● **FONTE**:
▼
Trekking a Pantelleria

Trekking a Pantelleria

La più grande delle isole siciliane, nonché la quarta in Italia per estensione territoriale (preceduta appunto da Sicilia, Sardegna ed Elba) è un paradiso per gli amanti del trekking. L’isola infatti vanta 21 itinerari escursionistici, tutti mappati e manutenuti dall’ente parco di Pantelleria per offrire la migliore esperienza possibile agli escursionisti che decidono di visitarla. Altro aspetto interessante è che dei suddetti sentieri nessuno presenta grosse difficoltà. Ovviamente occorrono un minimo di dimestichezza e preparazione fisica e, va da sé, il rispetto di tutti gli accorgimenti in uso – dall’abbigliamento, alla tutela dell’ambiente – di chi va per sentieri. Tuttavia, al netto di queste cautele, la rete sentieristica di Pantelleria è adatta a tutti. Da fare!

I dammusi di Pantelleria

I dammusi di Pantelleria

Abbiamo già incontrato i dammusi parlando di Lampedusa. E, proprio come a Lampedusa, anzi più di Lampedusa, i dammusi panteschi testimoniano la straordinaria capacità di adattamento degli isolani, storicamente abituati a fare di necessità virtù servendosi innanzitutto delle risorse reperibili in loco. Alla base dei dammusi, per esempio, c’è la grande disponibilità di materiale litoide: rocce ignimbritiche e tufacee che già in epoca preistorica, al tempo dei Sesioti, venivano largamente impiegate per la realizzazione dei sesi, i monumenti funebri di cui abbiamo già detto in precedenza. Le pietre utilizzate per queste abitazioni rurali venivano prese perlopiù dal terreno coltivato, ottenendo così un duplice obiettivo: insieme al ricovero per famiglia e animali, l’altrettanto decisiva pulizia della terra da cui ricavare i frutti. Oggi, va da sé, queste dimore dalla forma quadrangolare, coi loro caratteristici tetti a cupola, sono state trasformate in moltissimi casi in case-vacanze. Una deriva inevitabile, che tuttavia non riguarda tutti i 7000 dammusi censiti sull’isola. Perciò, possiamo dire che la valorizzazione turistica del territorio non ha scalfito il valore testimoniale di luoghi e modi di vivere che ancora raccontano il presente di Pantelleria. Da vedere!
▲
● **COSA DEVI FARE**:
a - Le affermazioni seguenti concordano con il testo su Pantelleria? Per ciascuna rispondi sì o no e cita le parole del testo che lo decidono.
(i) Sull'isola ci sono 21 itinerari escursionistici curati dall'ente parco.
(ii) Diversi sentieri dell'isola presentano grosse difficoltà.
(iii) Tutti i dammusi dell'isola sono stati trasformati in case-vacanze.
b - Cita dal testo su Pantelleria tutto ciò che va da "La più grande" giù fino a "tutti. Da fare!".

● **RIGHE ARCHIVIATE**:
▼
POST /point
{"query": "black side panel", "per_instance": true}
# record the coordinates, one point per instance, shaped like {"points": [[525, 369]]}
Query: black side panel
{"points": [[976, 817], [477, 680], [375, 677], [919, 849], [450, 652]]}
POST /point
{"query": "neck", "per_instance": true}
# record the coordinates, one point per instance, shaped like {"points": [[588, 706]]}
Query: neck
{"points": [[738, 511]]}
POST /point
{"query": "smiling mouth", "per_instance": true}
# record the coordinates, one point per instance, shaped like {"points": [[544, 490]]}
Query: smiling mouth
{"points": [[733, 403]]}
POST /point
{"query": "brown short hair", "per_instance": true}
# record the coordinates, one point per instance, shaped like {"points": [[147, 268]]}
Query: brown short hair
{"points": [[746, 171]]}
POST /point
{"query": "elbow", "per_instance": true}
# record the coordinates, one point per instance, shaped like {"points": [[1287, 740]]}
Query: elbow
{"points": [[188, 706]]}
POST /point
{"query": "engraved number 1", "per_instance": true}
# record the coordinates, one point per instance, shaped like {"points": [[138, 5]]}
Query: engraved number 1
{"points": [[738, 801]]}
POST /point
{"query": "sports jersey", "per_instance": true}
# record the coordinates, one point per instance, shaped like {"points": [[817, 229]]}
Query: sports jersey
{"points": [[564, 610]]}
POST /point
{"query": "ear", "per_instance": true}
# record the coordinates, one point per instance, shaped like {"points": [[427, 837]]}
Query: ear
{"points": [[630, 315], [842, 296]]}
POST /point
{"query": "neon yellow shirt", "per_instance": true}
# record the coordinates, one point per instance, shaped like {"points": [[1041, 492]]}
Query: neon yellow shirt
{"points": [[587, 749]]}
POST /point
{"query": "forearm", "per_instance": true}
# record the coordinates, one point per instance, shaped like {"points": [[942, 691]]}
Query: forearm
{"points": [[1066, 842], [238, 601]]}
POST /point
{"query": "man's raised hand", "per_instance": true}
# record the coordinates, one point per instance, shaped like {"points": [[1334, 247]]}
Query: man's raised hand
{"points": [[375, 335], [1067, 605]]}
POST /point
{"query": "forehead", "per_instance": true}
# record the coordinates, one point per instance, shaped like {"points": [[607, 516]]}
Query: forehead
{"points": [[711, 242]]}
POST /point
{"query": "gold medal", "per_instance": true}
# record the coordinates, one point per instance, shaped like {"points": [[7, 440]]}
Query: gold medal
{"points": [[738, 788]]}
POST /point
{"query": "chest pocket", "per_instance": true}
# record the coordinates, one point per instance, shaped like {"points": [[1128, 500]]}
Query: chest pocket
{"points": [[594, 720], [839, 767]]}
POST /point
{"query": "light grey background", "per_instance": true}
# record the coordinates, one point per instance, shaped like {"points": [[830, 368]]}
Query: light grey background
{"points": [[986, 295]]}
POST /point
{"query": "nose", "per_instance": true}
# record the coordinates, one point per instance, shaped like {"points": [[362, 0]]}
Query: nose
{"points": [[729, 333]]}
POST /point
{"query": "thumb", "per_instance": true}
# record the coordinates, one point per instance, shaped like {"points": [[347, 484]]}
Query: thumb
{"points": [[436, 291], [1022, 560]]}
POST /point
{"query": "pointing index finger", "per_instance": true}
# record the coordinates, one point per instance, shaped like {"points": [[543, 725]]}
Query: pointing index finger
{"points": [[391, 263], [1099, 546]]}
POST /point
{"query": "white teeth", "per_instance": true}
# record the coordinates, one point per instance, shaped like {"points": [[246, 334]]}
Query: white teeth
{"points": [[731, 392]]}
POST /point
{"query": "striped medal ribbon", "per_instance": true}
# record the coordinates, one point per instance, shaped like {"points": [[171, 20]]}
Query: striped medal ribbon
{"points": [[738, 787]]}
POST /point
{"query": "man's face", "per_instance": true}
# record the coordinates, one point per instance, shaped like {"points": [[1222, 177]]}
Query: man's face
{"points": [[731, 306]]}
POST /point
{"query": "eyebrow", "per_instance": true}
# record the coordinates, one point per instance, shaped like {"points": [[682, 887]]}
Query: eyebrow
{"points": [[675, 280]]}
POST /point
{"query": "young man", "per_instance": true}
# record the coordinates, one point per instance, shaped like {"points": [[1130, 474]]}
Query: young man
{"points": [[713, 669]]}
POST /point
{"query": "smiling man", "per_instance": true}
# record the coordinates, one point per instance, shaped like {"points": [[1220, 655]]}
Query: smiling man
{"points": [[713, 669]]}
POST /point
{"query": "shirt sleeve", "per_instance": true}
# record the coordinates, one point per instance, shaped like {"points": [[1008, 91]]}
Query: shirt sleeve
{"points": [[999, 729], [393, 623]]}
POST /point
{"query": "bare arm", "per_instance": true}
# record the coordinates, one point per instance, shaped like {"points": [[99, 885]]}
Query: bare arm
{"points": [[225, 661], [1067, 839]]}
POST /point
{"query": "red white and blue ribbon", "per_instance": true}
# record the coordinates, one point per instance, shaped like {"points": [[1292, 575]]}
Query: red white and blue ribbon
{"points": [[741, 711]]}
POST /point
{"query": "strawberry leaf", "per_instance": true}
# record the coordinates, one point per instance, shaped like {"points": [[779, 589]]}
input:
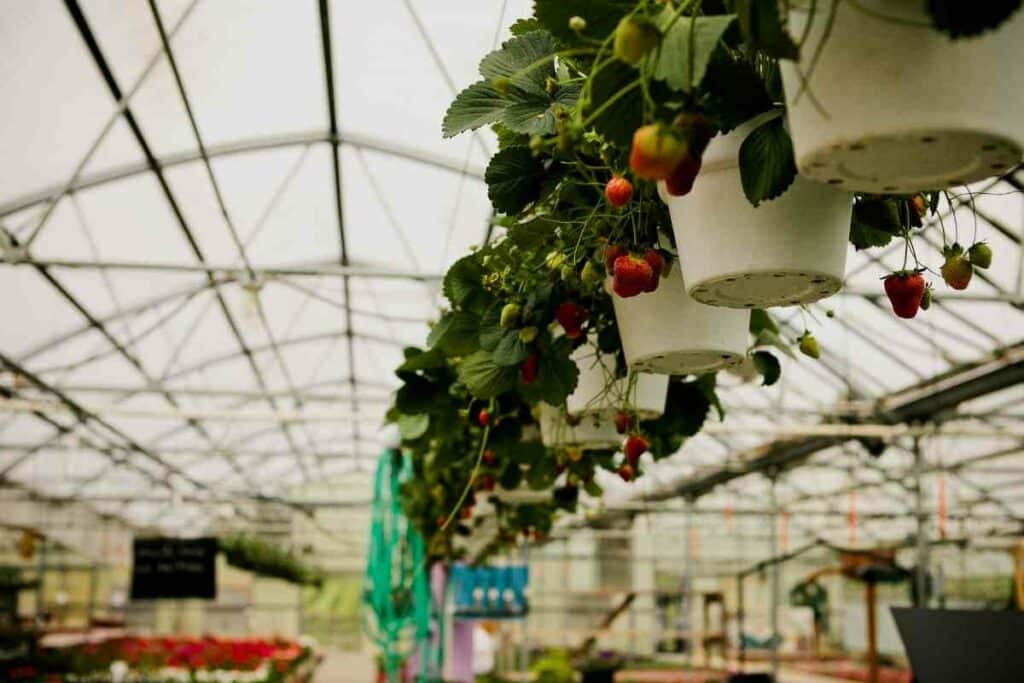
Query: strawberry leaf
{"points": [[768, 367], [521, 59], [766, 164], [477, 105], [514, 178], [688, 46], [483, 378]]}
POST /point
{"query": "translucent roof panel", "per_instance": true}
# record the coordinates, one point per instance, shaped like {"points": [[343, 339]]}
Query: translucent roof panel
{"points": [[213, 262]]}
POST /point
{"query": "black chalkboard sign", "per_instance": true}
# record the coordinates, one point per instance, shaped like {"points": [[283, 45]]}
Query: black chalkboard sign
{"points": [[174, 568]]}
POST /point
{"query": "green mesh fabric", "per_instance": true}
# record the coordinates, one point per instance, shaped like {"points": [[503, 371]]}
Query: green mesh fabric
{"points": [[397, 609]]}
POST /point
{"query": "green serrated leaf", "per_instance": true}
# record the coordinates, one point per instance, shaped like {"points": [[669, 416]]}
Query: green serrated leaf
{"points": [[601, 15], [477, 105], [514, 178], [763, 29], [523, 60], [412, 427], [510, 350], [768, 367], [483, 378], [766, 164], [760, 321], [687, 47]]}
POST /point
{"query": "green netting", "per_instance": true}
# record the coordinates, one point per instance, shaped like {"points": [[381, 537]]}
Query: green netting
{"points": [[397, 609]]}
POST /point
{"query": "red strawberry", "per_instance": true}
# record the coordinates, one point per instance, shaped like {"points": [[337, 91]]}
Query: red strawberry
{"points": [[631, 275], [527, 371], [656, 263], [611, 252], [904, 291], [956, 270], [571, 316], [680, 182], [635, 446], [619, 191], [656, 151]]}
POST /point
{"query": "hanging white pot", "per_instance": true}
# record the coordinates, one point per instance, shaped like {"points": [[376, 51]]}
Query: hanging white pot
{"points": [[599, 393], [893, 105], [593, 431], [787, 251], [669, 333]]}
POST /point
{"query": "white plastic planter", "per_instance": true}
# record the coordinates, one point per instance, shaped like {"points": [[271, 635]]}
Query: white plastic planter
{"points": [[893, 105], [787, 251], [594, 431], [598, 393], [669, 333]]}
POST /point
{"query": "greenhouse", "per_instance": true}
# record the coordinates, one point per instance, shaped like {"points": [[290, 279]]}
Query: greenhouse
{"points": [[456, 341]]}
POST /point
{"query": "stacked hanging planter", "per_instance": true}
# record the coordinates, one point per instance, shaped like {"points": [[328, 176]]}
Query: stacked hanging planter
{"points": [[787, 251], [893, 105]]}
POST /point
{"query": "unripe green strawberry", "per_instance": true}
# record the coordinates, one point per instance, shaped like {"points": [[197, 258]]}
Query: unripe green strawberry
{"points": [[510, 315], [956, 270], [527, 335], [590, 274], [554, 260], [634, 38], [980, 255], [809, 346]]}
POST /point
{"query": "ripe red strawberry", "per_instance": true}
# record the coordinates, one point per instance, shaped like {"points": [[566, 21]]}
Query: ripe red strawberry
{"points": [[571, 316], [631, 276], [624, 422], [619, 191], [611, 252], [656, 263], [904, 291], [680, 181], [635, 446], [956, 270], [656, 152], [527, 371]]}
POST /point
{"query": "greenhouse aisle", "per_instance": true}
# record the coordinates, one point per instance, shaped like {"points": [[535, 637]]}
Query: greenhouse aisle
{"points": [[341, 667]]}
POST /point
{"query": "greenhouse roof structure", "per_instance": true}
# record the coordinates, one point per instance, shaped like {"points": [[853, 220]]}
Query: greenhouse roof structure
{"points": [[222, 222]]}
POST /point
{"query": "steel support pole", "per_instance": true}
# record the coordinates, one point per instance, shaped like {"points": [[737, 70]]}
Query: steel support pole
{"points": [[776, 579], [921, 573]]}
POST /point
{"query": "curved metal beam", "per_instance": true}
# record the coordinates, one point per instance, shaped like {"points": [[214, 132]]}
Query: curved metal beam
{"points": [[245, 145]]}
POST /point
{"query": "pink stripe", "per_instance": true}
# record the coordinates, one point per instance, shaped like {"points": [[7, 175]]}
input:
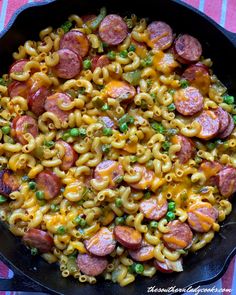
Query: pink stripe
{"points": [[213, 9], [227, 279], [230, 23]]}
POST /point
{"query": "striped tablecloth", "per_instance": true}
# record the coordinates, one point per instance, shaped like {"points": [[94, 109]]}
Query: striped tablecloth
{"points": [[223, 12]]}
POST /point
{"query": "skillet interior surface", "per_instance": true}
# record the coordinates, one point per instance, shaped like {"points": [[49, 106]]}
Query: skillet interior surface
{"points": [[209, 263]]}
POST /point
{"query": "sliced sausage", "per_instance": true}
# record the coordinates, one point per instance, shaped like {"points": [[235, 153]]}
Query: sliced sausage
{"points": [[69, 157], [36, 100], [210, 124], [36, 238], [18, 66], [144, 253], [228, 130], [201, 216], [128, 236], [102, 243], [154, 208], [188, 101], [91, 265], [226, 181], [224, 119], [112, 169], [49, 183], [160, 34], [8, 182], [22, 125], [187, 148], [70, 64], [169, 266], [187, 49], [120, 90], [17, 88], [146, 179], [113, 30], [75, 41], [99, 61], [51, 105], [198, 76], [179, 236]]}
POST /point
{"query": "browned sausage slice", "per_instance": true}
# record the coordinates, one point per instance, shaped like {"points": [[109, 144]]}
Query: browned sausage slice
{"points": [[128, 236], [8, 182], [187, 148], [75, 41], [49, 183], [227, 181], [160, 34], [228, 130], [201, 216], [36, 100], [70, 156], [91, 265], [111, 169], [144, 253], [113, 30], [198, 76], [187, 49], [188, 101], [70, 64], [51, 105], [154, 208], [22, 125], [102, 243], [179, 236], [39, 239], [210, 124], [224, 119]]}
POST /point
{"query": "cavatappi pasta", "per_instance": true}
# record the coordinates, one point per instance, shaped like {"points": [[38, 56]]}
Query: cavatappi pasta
{"points": [[117, 147]]}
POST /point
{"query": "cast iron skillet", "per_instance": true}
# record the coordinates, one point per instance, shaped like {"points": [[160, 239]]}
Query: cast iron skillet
{"points": [[206, 266]]}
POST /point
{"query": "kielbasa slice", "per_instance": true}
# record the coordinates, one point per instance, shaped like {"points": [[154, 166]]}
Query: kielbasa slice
{"points": [[210, 124], [75, 41], [109, 168], [113, 30], [187, 49], [22, 125], [36, 238], [49, 183], [198, 76], [91, 265], [128, 236], [70, 64], [179, 236], [160, 34], [186, 150], [228, 130], [226, 181], [201, 216], [154, 208], [69, 157], [188, 101], [144, 253], [51, 105], [8, 182], [102, 243]]}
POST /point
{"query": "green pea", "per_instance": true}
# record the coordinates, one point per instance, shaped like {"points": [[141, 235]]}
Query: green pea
{"points": [[87, 64], [6, 129], [107, 131], [2, 199], [40, 195], [32, 185], [118, 202]]}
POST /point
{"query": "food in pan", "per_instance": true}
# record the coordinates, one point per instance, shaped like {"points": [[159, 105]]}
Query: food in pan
{"points": [[117, 147]]}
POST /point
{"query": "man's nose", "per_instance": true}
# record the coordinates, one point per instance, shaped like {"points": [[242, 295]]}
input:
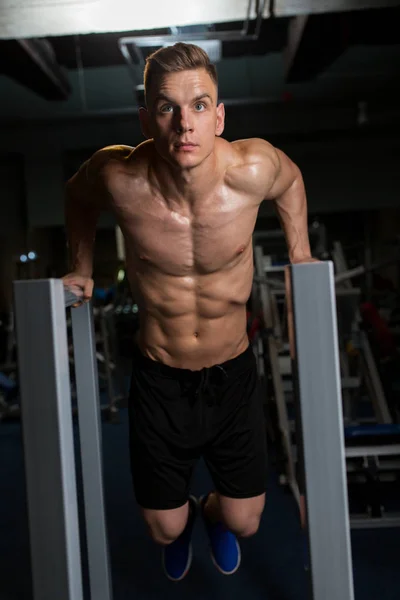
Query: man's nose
{"points": [[183, 121]]}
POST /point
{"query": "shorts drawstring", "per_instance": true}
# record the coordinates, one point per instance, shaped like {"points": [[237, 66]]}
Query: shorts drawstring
{"points": [[205, 385]]}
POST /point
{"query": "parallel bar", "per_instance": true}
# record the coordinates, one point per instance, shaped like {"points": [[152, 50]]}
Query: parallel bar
{"points": [[316, 356], [48, 440], [91, 453], [70, 298]]}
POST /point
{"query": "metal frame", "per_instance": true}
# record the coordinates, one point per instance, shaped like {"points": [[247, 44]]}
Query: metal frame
{"points": [[315, 353], [49, 444], [278, 383]]}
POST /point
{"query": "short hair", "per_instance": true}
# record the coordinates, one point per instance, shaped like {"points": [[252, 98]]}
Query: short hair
{"points": [[172, 59]]}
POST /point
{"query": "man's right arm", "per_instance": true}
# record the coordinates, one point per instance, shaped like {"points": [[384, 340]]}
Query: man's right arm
{"points": [[86, 197]]}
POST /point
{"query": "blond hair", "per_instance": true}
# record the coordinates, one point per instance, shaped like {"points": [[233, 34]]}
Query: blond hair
{"points": [[172, 59]]}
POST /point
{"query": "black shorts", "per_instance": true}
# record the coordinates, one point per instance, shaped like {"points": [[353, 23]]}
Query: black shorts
{"points": [[177, 416]]}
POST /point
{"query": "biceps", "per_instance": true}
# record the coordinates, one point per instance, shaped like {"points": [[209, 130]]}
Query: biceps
{"points": [[287, 173]]}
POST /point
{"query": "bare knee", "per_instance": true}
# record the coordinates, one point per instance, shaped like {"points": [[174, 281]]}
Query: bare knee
{"points": [[243, 516], [165, 526]]}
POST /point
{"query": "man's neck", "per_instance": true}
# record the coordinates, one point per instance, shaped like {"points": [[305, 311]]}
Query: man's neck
{"points": [[187, 185]]}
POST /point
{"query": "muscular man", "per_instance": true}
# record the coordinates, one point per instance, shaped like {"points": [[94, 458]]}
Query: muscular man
{"points": [[187, 202]]}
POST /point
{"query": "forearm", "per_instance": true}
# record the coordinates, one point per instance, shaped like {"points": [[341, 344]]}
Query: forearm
▲
● **SOLUZIONI SVOLTE**:
a -
(i) Sì: "L’isola infatti vanta 21 itinerari escursionistici, tutti mappati e manutenuti dall’ente parco di Pantelleria".
(ii) No: "dei suddetti sentieri nessuno presenta grosse difficoltà".
(iii) No: "Una deriva inevitabile, che tuttavia non riguarda tutti i 7000 dammusi censiti sull’isola".

b -
La più grande delle isole siciliane, nonché la quarta in Italia per estensione territoriale (preceduta appunto da Sicilia, Sardegna ed Elba) è un paradiso per gli amanti del trekking. L’isola infatti vanta 21 itinerari escursionistici, tutti mappati e manutenuti dall’ente parco di Pantelleria per offrire la migliore esperienza possibile agli escursionisti che decidono di visitarla. Altro aspetto interessante è che dei suddetti sentieri nessuno presenta grosse difficoltà. Ovviamente occorrono un minimo di dimestichezza e preparazione fisica e, va da sé, il rispetto di tutti gli accorgimenti in uso – dall’abbigliamento, alla tutela dell’ambiente – di chi va per sentieri. Tuttavia, al netto di queste cautele, la rete sentieristica di Pantelleria è adatta a tutti. Da fare!